Page extract:
BEGIN
Re: [ClusterLabs] Help required for N+1 redundancy setup

2016-03-19 Thread Ken Gaillot
On 03/16/2016 05:22 AM, Nikhil Utane wrote:
> I see following info gets updated in CIB. Can I use this or there is better
> way?
> 
>  crm-debug-origin="peer_update_callback" join="*down*" expected="member">

in_ccm/crmd/join reflect the current state of the node (as known by the
partition that you're looking at the CIB on), so if the node went down
and came back up, it won't tell you anything about being down.

- in_ccm indicates that the node is part of the underlying cluster layer
(heartbeat/cman/corosync)

- crmd indicates that the node is communicating at the pacemaker layer

- join indicates what phase of the join process the node is at

There's not a direct way to see what node went down after the fact.
There are ways however:

- if the node was running resources, those will be failed, and those
failures (including node) will be shown in the cluster status

- the logs show all node membership events; you can search for logs such
as "state is now lost" and "left us"

- "stonith -H $NODE_NAME" will show the fence history for a given node,
so if the node went down due to fencing, it will show up there

- you can configure an ocf:pacemaker:ClusterMon resource to run crm_mon
periodically and run a script for node events, and you can write the
script to do whatever you want (email you, etc.) (in the upcoming 1.1.15
release, built-in notifications will make this more reliable and easier,
but any script you use with ClusterMon will still be usable with the new
method)

> On Wed, Mar 16, 2016 at 12:40 PM, Nikhil Utane 
> wrote:
> 
>> Hi Ken,
>>
>> Sorry about the long delay. This activity was de-focussed but now it's
>> back on track.
>>
>> One part of question that is still not answered is on the newly active
>> node, how to find out which was the node that went down?
>> Anything that gets updated in the status section that can be read and
>> figured out?
>>
>> Thanks.
>> Nikhil
>>
>> On Sat, Jan 9, 2016 at 3:31 AM, Ken Gaillot  wrote:
>>
>>> On 01/08/2016 11:13 AM, Nikhil Utane wrote:
> I think stickiness will do what you want here. Set a stickiness higher
> than the original node's preference, and the resource will want to stay
> where it is.

 Not sure I understand this. Stickiness will ensure that resources don't
 move back when original node comes back up, isn't it?
 But in my case, I want the newly standby node to become the backup node
>>> for
 all other nodes. i.e. it should now be able to run all my resource
>>> groups
 albeit with a lower score. How do I achieve that?
>>>
>>> Oh right. I forgot to ask whether you had an opt-out
>>> (symmetric-cluster=true, the default) or opt-in
>>> (symmetric-cluster=false) cluster. If you're opt-out, every node can run
>>> every resource unless you give it a negative preference.
END
Tasks for this exercise:
(A) In the Pacemaker mailing-list thread, why can't the in_ccm, crmd, and join attributes tell you that a node went down? Answer in one to three sentences.
(B) Answer these questions from the Pacemaker mailing-list thread, one line each:
(i) What does in_ccm indicate about a node?
(ii) Which two phrases does the reply suggest searching the logs for?
(iii) What setting and value make a cluster opt-out by default?
(C) Write the next part of the Pacemaker mailing-list thread, starting after its final sentence.

Source excerpt:
BEGIN
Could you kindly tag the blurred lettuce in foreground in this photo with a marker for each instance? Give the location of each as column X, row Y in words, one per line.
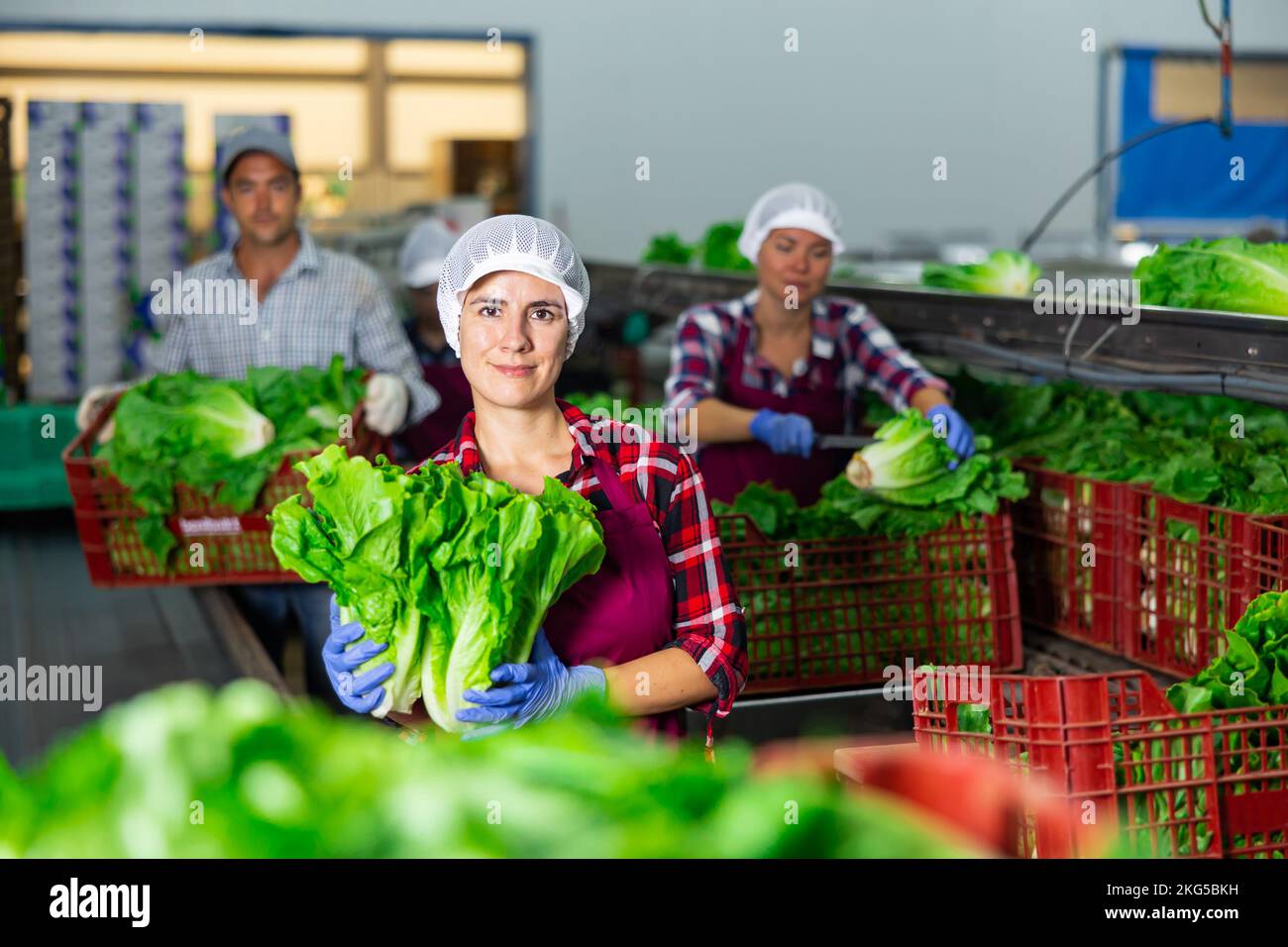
END
Answer list:
(A) These attributes reflect only the node's current state, as known by the partition whose CIB you are looking at. If a node went down and came back up, they show its present state and reveal nothing about the earlier outage.

(B)
(i) The node is part of the underlying cluster layer (heartbeat/cman/corosync).
(ii) "state is now lost" and "left us".
(iii) symmetric-cluster=true.

(C)
>>>
>>> Partly it depends on whether there is a good reason to give each
>>> instance a "home" node. Often, there's not. If you just want to balance
>>> resources across nodes, the cluster will do that by default.
>>>
>>> If you prefer to put certain resources on certain nodes because the
>>> resources require more physical resources (RAM/CPU/whatever), you can
>>> set node attributes for that and use rules to set node preferences.
>>>
>>> Either way, you can decide whether you want stickiness with it.
>>>
 Also can you answer, how to get the values of node that goes active and
>>> the
 node that goes down inside the OCF agent?  Do I need to use
>>> notification or
 some simpler alternative is available?
 Thanks.


 On Fri, Jan 8, 2016 at 9:30 PM, Ken Gaillot 
>>> wrote:

> On 01/08/2016 06:55 AM, Nikhil Utane wrote:
>> Would like to validate my final config.
>>
>> As I mentioned earlier, I will be having (upto) 5 active servers and 1
>> standby server.
>> The standby server should take up the role of active that went down.
>>> Each
>> active has some unique configuration that needs to be preserved.
>>
>> 1) So I will create total 5 groups. Each group has a
>>> "heartbeat::IPaddr2
>> resource (for virtual IP) and my custom resource.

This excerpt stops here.